◆ **DIRECTIONS**
Repeat each line exactly as it is written.

◆ **RAW RECORDS**

---+---

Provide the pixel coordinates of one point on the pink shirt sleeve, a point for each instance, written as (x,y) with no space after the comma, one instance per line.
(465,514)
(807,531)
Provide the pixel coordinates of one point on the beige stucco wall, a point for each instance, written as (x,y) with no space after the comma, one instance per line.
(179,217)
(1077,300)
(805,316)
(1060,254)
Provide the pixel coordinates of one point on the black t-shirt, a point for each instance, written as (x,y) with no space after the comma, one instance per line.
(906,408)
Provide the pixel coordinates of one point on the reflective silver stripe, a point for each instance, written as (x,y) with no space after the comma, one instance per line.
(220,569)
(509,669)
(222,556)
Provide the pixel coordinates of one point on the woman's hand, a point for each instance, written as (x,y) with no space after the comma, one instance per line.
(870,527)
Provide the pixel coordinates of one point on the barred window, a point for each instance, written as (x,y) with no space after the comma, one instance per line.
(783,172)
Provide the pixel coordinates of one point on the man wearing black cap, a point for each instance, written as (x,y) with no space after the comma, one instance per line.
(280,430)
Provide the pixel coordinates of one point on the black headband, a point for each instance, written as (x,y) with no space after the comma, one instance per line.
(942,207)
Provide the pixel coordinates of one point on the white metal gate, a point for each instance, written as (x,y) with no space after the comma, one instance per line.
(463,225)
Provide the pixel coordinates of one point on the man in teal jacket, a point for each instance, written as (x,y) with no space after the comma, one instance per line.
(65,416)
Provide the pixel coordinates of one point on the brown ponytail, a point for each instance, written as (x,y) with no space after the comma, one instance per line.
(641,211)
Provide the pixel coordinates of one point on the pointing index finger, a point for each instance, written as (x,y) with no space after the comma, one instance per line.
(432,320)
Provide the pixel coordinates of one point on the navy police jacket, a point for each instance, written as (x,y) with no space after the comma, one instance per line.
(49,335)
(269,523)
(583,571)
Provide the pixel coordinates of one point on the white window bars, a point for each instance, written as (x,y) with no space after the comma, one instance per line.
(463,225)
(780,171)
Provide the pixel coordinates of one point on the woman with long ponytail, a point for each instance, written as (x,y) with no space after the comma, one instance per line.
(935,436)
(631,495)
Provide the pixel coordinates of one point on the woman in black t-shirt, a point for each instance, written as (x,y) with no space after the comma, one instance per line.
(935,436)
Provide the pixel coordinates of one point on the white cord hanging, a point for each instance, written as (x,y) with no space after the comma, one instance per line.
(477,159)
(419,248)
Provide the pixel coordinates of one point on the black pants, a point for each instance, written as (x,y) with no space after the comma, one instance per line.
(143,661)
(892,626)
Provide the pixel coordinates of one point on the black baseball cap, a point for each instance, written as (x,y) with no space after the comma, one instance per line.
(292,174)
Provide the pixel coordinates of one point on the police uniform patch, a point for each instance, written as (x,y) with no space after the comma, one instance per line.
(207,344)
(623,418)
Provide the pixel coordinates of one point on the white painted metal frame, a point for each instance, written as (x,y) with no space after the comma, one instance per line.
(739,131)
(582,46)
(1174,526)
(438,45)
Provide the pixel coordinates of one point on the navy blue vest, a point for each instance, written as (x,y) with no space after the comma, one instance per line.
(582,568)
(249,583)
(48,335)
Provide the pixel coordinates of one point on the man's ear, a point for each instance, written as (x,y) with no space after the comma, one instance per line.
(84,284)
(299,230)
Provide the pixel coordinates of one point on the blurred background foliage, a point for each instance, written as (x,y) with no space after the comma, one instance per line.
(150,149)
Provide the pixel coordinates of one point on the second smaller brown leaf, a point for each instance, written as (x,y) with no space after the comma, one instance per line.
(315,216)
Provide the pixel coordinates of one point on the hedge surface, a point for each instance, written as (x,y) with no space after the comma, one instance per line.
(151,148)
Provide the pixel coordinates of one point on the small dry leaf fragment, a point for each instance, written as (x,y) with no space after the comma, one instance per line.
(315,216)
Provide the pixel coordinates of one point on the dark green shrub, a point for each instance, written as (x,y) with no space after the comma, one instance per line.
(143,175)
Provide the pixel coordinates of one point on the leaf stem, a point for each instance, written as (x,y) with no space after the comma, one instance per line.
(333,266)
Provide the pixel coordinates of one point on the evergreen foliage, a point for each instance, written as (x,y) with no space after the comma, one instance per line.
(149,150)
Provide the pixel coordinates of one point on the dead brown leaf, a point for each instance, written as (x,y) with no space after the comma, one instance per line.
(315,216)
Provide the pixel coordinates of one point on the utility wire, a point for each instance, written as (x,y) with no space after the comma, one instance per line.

---+---

◆ **WORKED ANSWER**
Provide the pixel coordinates of one point on the pink shirt sleeve, a point for each instance, written as (x,y) with no space after the comma, one instance per line.
(465,514)
(807,531)
Provide the pixel coordinates of one point on the beige stucco wall, a point for each instance, written as (x,y) with no space after the comma, one instance per line.
(179,217)
(1077,300)
(805,316)
(1060,254)
Provide the pixel coordinates of one point on the black t-shirt, a point for each instance, written as (x,y) with no space after the comma, one instance per line.
(906,408)
Provide the pixel coordinates of one point on the reflective silver stripe, a point for each instance, written as (x,y) with no space after the comma, one instance per line.
(220,569)
(509,669)
(222,556)
Provide the pixel coordinates of one point on the woman's hand, a point for each instance, written as (x,y) with no space after the comma, one instance per line.
(870,527)
Provide the pixel coordinates of one point on the barred window, a point for each instance, written as (x,y) with no space after the comma, one instance per line.
(783,172)
Provide the pixel coordinates of one point on the man wearing black cap, a point for each instance, written as (x,y) with no space after the comma, one instance per line.
(280,430)
Provide the pixel coordinates of one point on the black headband, a point for each instance, written as (x,y) with no space after the comma, one instance per line.
(942,207)
Provide the pixel coordinates of one point on the white metal gate, a point for each instance, written as (x,y) with no space after the comma, one instance per line.
(463,225)
Provide the pixel coordinates of one point on the man in teal jacket, a point for each instance, written as (x,y) with no space after the comma, one instance per line.
(65,416)
Provide the pixel coordinates of one point on the brown ponytail, a point for each instance, written as (x,y) with no space after the comma, one instance per line.
(641,211)
Provide the pixel coordinates of one point on the pointing index finger, a point for each instance, written as (x,y) with no space after the comma, one instance per line.
(432,320)
Provide the pixel coordinates of one point on the navy police jacket, a point for each instance, written as (x,y) with no space after the comma, one instance per line.
(49,335)
(269,523)
(583,571)
Provide the pixel coordinates of one point on the white window bars, a point for each instance, written as (x,y) with no space after the comma, one instance per line.
(463,225)
(780,171)
Provide the pixel coordinates of one point on the woman with long ponytail, a point for each instance, written as (x,y) with no space after the comma, one instance per line.
(935,436)
(631,495)
Provide the pixel coordinates of one point on the woman in black t-shirt, a point for each instance, written as (x,y) with no space after the comma, one instance per line.
(935,436)
Provide the pixel coordinates of one point on the white cord hanging, a point for each instance, written as (x,y) with no space after the comma, one instance per line.
(477,159)
(419,248)
Provide the pixel coordinates of one point on the black pants, a point for each instance, written as (x,y) with no space after the comma, one instance per line.
(143,661)
(892,626)
Provide the pixel coordinates of one point on the black baseball cap, a point for each instance, written as (x,y) with no space after the comma, one instance per line.
(292,174)
Provide the pixel coordinates of one point on the police uniform patch, a point for each instance, written as (x,y) with no space after the comma, one instance per line.
(207,344)
(623,418)
Provide the pixel coordinates of one point on the white painted metal frame, a point for each instance, written as (x,y) with no space after the comma, one instance per line.
(739,131)
(582,46)
(1174,526)
(438,45)
Provide the pixel coordinates of one point on the navy blue vest, a point for each instance, written as (x,y) with no space after the comma, one instance per line.
(582,568)
(249,583)
(48,335)
Provide the pixel coordinates of one point on the man's ear, a point for each instance, written as (x,y) with no space after the comma, one instance per line.
(84,284)
(299,230)
Provide the pixel coordinates of one point on the blurred background foliage, a point for each instance, written as (x,y) with no space after the comma, one instance per line.
(150,149)
Provide the pixel coordinates of one point on the second smaller brown leaf, a point for each instance, written as (x,y) with no space after the comma, one instance per line.
(315,216)
Provide the pixel coordinates of one point on the hedge surface, a point for each instance, written as (x,y) with no space after the comma, one instance per line.
(151,148)
Provide the pixel coordinates of one point on the small dry leaf fragment, a point for each instance, written as (x,y) with no space after the comma, one instance per line.
(315,216)
Provide the pixel coordinates of one point on the dark green shrub, a point for each instance, written as (x,y) with no space after the comma, one instance per line.
(143,175)
Provide the pixel coordinates of one point on the leaf stem, a point for each instance, written as (x,y) with no space after the comma, one instance per line.
(333,266)
Provide the pixel coordinates of one point on the evergreen foliage, a point for each instance, written as (x,y) with no space after the comma, one instance per line.
(149,150)
Provide the pixel coordinates of one point on the dead brown leaf, a point for each instance, written as (x,y) with no space after the comma, one instance per line.
(315,216)
Provide the pixel coordinates of one point on the utility wire, a point for each instance, written as (x,y) with no space after the comma, one instance per line.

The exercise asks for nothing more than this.